**Material provided**:

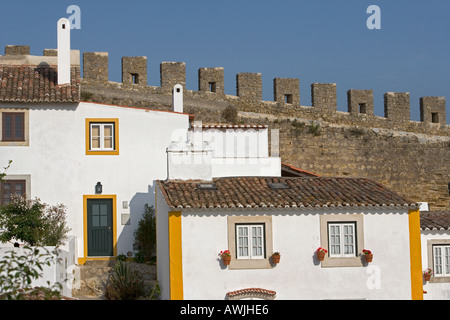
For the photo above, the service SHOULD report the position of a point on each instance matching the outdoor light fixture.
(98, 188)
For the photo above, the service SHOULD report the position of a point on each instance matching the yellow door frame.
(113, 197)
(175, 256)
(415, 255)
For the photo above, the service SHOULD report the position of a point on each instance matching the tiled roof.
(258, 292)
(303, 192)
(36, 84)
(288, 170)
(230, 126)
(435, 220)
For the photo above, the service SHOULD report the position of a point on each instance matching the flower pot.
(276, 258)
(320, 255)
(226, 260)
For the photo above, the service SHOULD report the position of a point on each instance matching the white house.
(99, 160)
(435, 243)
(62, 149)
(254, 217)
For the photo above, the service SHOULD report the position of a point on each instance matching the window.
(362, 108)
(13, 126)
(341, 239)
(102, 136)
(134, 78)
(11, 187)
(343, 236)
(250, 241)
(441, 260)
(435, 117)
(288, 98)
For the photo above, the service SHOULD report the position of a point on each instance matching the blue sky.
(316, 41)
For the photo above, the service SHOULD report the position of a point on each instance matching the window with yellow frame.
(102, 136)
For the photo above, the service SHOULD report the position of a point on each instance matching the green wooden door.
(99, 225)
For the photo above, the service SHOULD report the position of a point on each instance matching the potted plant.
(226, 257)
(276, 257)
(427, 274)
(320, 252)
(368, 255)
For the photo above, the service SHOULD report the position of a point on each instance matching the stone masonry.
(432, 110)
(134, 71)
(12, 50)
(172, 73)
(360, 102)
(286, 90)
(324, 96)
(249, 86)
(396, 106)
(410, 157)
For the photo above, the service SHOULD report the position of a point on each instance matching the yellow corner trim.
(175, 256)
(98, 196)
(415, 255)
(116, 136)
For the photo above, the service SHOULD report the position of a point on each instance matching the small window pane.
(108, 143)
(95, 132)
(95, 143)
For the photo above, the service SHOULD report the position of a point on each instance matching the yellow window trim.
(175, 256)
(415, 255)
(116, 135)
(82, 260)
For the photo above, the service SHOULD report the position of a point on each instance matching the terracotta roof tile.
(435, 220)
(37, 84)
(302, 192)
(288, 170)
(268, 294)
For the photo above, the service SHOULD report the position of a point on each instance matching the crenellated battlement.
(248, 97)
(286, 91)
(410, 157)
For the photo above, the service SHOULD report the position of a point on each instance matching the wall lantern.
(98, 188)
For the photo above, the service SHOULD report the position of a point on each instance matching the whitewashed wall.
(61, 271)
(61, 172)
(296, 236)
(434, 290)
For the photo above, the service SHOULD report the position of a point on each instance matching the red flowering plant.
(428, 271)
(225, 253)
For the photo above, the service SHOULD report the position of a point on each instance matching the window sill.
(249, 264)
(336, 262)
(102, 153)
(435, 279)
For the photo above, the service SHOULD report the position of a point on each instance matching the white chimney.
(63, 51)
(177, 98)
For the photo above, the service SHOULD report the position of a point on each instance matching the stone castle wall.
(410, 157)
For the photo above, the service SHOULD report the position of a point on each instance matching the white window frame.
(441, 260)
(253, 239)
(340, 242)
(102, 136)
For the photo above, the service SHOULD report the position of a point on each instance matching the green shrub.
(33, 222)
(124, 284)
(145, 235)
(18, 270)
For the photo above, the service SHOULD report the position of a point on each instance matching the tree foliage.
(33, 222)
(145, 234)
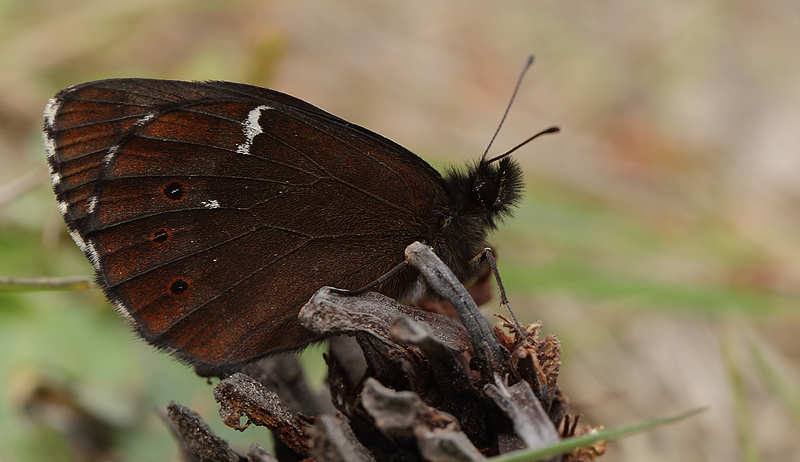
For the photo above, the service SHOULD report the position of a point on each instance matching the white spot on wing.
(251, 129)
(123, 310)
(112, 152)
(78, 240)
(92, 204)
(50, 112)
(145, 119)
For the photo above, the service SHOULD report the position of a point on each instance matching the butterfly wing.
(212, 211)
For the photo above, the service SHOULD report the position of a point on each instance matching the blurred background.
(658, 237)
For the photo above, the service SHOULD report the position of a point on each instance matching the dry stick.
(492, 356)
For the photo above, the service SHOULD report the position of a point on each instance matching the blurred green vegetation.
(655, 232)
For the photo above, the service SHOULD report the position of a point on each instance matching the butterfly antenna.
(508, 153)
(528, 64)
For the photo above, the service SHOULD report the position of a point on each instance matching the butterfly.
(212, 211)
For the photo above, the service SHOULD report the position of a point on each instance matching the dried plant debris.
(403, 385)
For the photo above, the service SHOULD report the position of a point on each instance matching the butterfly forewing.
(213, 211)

**Problem to solve**: From the line that contains "the dry stick." down to the last line of the material above, copy every line word for word, both ends included.

**Answer to the exercise**:
For the photo above, the service SHOULD report the position of a point on each instance matching the dry stick.
(492, 356)
For the photo above, the service SHOULD report the position of a point on each instance matching the blurred green vegetation.
(655, 232)
For the photo above, the service SHOULD report the position of a point on each instance matching the butterfly antenna.
(508, 153)
(528, 64)
For the photo above, the service SHOULD report the position of a point on each instance matching the butterfly.
(212, 211)
For the photo above, the service SHOULD report the position of a point on each instance matching the dried plant debris.
(403, 385)
For the photo above, the service SHOULD report the position of a point on each instance matching the butterfly forewing.
(213, 211)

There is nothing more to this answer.